• _Texto de leitura_
◇ ◇ ◇

Mário André Macedo Enfermeiro Especialista em Saúde Infantil e Pediátrica

Pandemia social, caso do VIH

09/28/2021

A medicina é uma ciência social, e a política nada mais é do que medicina em larga escala. Trata-se de uma conhecida frase de Virchow, médico e político do século XIX, considerado o pai da medicina social, com importantes e relevantes trabalhos no campo das desigualdades em saúde.

É uma hipérbole afirmar que as disciplinas da saúde são uma ciência social, mas é inegável que têm uma enorme e importante componente social, tantas vezes injustamente negligenciada. Mesmo em contexto de pandemia. As pandemias não são aleatórias, são oportunistas. Afetam as sociedades por onde estas são mais vulneráveis. Aproveitando-se da forma como as pessoas vivem, se relacionam com o ambiente, outras espécies e umas com as outras.

A forma como o HIV afetou a África do Sul, de uma forma como não afetou nenhum outro país, é um exemplo paradigmático. O país tem, de longe, o maior número de pessoas a viver com VIH, 7,5 milhões num país com 60 milhões de habitantes. Estima-se que 75 mil pessoas morram anualmente, por consequências da SIDA no país. É um caso singular, sendo o único país de rendimento médio-alto, democrático, com mais recursos da região disponíveis para combater a doença, mas que apresenta dos piores indicadores mundiais relacionados com o HIV.

O motivo é simples, foi por opção política. As tensões políticas e militares que acompanharam a descolonização da região, o apartheid e tudo o que isso significou, a total ausência de um sistema de saúde exceto para a minoria branca, providenciou que o vírus tenha tido a oportunidade de circular sem perturbações. Não por desconhecimento da sua existência, em 1982 foi oficialmente diagnosticado o primeiro caso e a primeira morte no país. Na altura, estimava-se que a África Subsaariana tivesse 41 mil casos por ano.

◇ ◇ ◇

• _Lista de tarefas_
1. Com base no texto sobre a pandemia do VIH, responda:
(a) Como é descrito Virchow?
(b) Quantas pessoas vivem com VIH na África do Sul?
(c) Em que ano foi oficialmente diagnosticado o primeiro caso no país?
2. Resuma em duas frases o texto sobre a pandemia do VIH.
3. Escreva a continuação do texto sobre a pandemia do VIH, a partir do ponto em que termina.

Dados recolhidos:
◇ ◇ ◇

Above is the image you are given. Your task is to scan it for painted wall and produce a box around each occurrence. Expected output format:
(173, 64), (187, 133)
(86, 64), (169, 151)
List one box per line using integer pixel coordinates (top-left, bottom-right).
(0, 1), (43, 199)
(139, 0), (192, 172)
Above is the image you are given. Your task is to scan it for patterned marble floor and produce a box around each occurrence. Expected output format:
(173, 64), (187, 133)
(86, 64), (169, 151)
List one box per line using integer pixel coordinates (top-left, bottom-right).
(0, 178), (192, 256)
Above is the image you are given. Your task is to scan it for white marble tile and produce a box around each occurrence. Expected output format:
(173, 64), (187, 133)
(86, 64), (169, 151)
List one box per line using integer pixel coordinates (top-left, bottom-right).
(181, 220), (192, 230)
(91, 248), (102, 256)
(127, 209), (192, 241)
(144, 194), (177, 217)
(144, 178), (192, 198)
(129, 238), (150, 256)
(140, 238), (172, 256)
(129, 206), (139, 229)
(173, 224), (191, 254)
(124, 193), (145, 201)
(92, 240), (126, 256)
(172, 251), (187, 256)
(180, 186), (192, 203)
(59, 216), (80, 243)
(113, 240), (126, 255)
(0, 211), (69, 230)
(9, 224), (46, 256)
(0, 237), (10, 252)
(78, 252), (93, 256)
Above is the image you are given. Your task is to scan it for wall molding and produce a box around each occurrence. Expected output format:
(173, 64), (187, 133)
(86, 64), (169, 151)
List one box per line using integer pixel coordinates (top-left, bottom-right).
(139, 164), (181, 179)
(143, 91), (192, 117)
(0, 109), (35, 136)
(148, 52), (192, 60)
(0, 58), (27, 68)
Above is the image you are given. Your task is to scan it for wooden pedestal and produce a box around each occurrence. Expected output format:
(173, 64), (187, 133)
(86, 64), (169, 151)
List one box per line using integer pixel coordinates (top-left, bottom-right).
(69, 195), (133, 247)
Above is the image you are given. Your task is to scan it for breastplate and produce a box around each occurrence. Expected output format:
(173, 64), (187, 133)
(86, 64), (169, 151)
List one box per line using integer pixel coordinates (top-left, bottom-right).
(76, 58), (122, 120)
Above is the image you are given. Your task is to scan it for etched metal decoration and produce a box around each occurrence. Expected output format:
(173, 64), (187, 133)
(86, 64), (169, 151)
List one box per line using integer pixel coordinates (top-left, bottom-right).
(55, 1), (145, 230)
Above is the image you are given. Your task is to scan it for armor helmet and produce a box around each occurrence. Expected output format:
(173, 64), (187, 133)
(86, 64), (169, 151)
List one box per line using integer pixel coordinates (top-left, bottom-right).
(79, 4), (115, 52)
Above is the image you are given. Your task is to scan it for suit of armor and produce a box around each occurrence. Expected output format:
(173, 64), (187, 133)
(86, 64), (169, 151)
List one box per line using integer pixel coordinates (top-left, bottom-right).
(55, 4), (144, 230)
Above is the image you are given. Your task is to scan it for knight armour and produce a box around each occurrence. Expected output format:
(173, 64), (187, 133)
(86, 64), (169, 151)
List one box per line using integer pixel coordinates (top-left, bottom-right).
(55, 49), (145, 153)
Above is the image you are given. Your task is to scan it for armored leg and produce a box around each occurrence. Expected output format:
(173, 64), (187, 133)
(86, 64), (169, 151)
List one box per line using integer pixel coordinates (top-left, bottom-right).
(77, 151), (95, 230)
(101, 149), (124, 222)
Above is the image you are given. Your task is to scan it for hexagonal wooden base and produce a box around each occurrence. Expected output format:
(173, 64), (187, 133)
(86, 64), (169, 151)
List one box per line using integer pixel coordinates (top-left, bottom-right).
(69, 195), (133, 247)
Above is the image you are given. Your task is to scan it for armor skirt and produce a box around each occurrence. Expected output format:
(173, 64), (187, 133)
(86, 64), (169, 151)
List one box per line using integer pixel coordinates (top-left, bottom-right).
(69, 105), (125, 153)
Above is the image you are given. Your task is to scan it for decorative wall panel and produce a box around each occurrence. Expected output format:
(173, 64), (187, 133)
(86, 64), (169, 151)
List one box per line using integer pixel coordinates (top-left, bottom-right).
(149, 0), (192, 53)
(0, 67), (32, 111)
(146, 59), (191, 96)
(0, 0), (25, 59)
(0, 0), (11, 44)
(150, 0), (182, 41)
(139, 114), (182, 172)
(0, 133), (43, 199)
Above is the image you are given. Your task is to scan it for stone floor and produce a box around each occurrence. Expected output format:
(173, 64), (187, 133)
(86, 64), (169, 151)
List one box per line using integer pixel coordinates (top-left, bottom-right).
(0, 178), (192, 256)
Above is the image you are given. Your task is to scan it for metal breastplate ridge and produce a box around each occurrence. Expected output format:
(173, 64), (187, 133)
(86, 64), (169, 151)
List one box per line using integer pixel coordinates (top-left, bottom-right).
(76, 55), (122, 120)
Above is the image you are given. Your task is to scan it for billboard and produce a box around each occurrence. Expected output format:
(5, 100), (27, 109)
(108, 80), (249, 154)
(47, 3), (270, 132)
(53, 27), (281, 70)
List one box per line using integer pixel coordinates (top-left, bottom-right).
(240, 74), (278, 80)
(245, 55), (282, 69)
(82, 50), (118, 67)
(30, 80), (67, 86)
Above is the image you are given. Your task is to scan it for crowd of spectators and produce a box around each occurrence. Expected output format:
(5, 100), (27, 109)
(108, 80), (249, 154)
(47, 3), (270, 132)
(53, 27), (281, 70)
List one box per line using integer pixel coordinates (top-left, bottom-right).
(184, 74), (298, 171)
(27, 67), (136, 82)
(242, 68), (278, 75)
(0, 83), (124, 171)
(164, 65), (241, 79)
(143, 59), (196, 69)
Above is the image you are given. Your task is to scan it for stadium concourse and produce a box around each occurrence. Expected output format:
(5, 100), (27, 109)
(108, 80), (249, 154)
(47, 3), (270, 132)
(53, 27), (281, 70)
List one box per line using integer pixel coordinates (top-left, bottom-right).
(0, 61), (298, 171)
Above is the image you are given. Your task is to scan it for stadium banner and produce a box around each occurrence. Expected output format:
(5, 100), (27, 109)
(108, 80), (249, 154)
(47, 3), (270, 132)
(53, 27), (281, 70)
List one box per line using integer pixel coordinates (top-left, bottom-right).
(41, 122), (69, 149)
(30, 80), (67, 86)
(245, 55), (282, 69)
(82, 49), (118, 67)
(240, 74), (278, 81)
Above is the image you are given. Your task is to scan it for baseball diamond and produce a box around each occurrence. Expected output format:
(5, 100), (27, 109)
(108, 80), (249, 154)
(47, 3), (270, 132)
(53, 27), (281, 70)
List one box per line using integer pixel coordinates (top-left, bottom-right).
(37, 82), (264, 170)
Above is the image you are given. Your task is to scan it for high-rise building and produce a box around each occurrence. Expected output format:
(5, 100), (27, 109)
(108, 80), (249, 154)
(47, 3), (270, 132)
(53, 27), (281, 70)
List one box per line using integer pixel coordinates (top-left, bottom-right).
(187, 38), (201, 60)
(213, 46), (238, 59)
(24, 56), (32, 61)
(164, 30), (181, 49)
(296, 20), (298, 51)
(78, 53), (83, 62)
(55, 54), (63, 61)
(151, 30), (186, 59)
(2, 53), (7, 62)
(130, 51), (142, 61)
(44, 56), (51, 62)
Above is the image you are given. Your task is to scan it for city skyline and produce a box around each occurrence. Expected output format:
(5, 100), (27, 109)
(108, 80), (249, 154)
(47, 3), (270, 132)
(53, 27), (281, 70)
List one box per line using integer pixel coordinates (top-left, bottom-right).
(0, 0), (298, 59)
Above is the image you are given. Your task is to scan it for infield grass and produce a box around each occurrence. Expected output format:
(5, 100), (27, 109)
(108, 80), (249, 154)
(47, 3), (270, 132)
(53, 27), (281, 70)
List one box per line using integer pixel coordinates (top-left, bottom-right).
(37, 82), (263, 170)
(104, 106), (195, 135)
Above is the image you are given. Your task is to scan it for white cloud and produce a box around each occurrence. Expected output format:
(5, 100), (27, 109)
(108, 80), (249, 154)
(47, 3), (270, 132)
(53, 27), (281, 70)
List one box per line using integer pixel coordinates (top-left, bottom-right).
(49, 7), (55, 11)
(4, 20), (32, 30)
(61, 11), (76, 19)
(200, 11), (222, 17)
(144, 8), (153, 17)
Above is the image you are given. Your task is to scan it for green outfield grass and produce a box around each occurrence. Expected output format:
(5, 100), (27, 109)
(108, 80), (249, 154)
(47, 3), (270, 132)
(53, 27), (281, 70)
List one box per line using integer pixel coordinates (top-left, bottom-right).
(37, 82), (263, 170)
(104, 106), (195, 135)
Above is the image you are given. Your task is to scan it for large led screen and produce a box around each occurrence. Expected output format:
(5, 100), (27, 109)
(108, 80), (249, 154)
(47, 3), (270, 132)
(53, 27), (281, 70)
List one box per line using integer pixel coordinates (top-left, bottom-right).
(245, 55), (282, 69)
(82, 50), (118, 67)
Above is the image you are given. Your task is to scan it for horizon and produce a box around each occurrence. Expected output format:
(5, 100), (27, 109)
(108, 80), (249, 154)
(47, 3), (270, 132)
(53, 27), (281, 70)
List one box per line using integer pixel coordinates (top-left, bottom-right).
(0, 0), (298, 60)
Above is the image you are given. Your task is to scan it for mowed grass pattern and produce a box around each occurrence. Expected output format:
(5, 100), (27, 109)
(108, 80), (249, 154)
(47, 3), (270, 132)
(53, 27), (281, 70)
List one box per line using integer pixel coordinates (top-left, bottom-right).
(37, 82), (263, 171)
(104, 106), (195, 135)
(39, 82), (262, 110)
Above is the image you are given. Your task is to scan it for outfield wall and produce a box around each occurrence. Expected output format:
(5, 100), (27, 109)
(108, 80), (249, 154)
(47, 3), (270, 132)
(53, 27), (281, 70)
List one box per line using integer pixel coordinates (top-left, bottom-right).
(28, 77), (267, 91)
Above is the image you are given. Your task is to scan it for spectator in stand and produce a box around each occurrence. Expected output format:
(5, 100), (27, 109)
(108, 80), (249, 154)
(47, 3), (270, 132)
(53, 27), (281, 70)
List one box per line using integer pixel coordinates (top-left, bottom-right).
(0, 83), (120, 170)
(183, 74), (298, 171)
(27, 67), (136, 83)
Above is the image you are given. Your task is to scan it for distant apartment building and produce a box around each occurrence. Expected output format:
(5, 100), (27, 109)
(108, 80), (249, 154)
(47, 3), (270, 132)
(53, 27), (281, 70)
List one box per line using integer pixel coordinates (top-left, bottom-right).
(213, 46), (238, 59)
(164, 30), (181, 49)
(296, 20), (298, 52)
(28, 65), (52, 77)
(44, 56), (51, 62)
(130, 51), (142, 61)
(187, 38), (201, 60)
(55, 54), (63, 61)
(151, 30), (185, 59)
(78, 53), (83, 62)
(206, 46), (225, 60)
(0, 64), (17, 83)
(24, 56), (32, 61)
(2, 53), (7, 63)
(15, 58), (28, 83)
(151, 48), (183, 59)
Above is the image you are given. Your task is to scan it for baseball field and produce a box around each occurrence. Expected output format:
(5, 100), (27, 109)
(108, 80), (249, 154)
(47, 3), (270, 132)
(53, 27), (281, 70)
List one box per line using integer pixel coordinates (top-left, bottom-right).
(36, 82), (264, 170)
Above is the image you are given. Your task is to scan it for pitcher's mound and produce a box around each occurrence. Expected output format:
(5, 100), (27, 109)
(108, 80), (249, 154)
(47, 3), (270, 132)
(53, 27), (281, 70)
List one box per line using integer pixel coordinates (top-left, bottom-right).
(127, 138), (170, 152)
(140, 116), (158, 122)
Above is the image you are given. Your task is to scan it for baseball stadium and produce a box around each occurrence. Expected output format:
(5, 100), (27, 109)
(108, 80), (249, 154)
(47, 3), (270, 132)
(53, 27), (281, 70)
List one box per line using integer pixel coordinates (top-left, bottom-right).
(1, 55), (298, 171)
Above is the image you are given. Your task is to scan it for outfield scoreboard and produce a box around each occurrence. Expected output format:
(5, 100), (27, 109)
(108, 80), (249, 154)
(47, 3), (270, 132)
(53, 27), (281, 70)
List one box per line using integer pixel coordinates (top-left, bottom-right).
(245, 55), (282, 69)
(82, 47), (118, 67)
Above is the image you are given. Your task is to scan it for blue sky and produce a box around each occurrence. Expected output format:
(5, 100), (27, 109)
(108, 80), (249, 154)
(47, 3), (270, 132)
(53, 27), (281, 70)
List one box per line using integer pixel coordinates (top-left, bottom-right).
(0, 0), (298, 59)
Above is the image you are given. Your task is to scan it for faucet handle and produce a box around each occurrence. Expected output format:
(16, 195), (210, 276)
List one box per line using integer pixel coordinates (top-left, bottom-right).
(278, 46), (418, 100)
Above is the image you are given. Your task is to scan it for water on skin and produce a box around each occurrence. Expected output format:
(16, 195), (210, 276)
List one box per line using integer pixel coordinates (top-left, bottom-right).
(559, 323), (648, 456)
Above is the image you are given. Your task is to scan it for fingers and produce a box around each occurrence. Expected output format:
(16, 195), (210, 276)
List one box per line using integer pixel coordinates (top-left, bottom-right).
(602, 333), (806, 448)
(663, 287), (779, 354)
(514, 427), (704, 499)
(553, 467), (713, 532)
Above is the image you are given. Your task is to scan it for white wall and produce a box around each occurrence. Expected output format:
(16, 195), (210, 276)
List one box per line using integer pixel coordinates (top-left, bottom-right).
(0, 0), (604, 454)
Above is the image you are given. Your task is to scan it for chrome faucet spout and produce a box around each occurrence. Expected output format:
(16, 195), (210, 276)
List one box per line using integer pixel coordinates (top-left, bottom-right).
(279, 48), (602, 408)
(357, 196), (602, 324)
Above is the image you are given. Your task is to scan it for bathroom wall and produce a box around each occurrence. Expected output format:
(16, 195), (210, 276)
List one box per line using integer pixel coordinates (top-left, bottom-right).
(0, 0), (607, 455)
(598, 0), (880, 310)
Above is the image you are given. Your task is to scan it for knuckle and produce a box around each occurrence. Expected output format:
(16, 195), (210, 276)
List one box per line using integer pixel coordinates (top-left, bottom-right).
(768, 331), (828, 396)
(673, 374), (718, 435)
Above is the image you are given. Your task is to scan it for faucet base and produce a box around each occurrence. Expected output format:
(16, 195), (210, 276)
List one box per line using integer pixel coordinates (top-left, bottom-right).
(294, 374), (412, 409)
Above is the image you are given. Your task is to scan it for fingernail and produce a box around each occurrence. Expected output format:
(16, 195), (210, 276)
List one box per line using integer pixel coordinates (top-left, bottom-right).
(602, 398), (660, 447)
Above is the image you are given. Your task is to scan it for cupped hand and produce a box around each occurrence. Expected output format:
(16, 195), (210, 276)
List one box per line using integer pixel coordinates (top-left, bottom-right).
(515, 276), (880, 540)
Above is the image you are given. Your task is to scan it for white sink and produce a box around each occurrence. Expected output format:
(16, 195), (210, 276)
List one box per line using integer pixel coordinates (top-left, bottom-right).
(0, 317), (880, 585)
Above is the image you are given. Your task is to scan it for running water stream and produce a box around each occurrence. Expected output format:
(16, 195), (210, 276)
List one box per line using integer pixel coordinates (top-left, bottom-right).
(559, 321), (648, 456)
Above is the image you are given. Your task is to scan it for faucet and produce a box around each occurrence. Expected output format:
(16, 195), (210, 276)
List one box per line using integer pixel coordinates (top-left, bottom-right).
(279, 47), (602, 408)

◇ ◇ ◇

• _Respostas_
1.
(a) Médico e político do século XIX, considerado o pai da medicina social.
(b) 7,5 milhões.
(c) Em 1982.

2. As pandemias não são aleatórias, mas oportunistas, e afetam as sociedades por onde estas são mais vulneráveis, o que mostra a enorme componente social das disciplinas da saúde. A África do Sul, com o maior número de pessoas a viver com VIH e dos piores indicadores mundiais, é um exemplo disso, e o motivo foi uma opção política marcada pelo apartheid e pela ausência de um sistema de saúde exceto para a minoria branca.

3.
A doença rapidamente ultrapassou os grupos de maior risco no princípio dos anos 80, os homens que fazem sexo com homens, consumidores de drogas endovenosas e hemofílicos. Primeiro nos centros urbanos, depois nos rurais, homens heterossexuais eram diagnosticados com VIH em número superior que a população de risco original. Para agravar a situação, as mulheres seropositivas igualavam os homens.

É indissociável o legado do colonialismo e apartheid, que moldaram a sociedade sul-africana no princípio dos anos 80, tornando-a extremamente vulnerável à pandemia emergente. A segregação atingia todos os aspectos da vida quotidiana, incluindo o emprego, onde a população negra estava reservada para trabalhos pouco qualificados e mal pagos, ou a habitação, com deslocações forçadas de milhões de pessoas, para bairros de lata na periferia das grandes cidades, ou para os bantustões, que concentravam 75% da população em 14% do território. O realojamento forçado provocou uma separação dos homens das mulheres. Estrangeiros no seu próprio país, os homens “imigravam” longas temporadas para os trabalhos que conseguiam obter. As mulheres, além de ficarem com a responsabilidade de criar as crianças, diariamente viajavam para os bairros ricos para serviços domésticos. Esta realidade favorece relações sexuais com vários parceiros, assim como a prostituição.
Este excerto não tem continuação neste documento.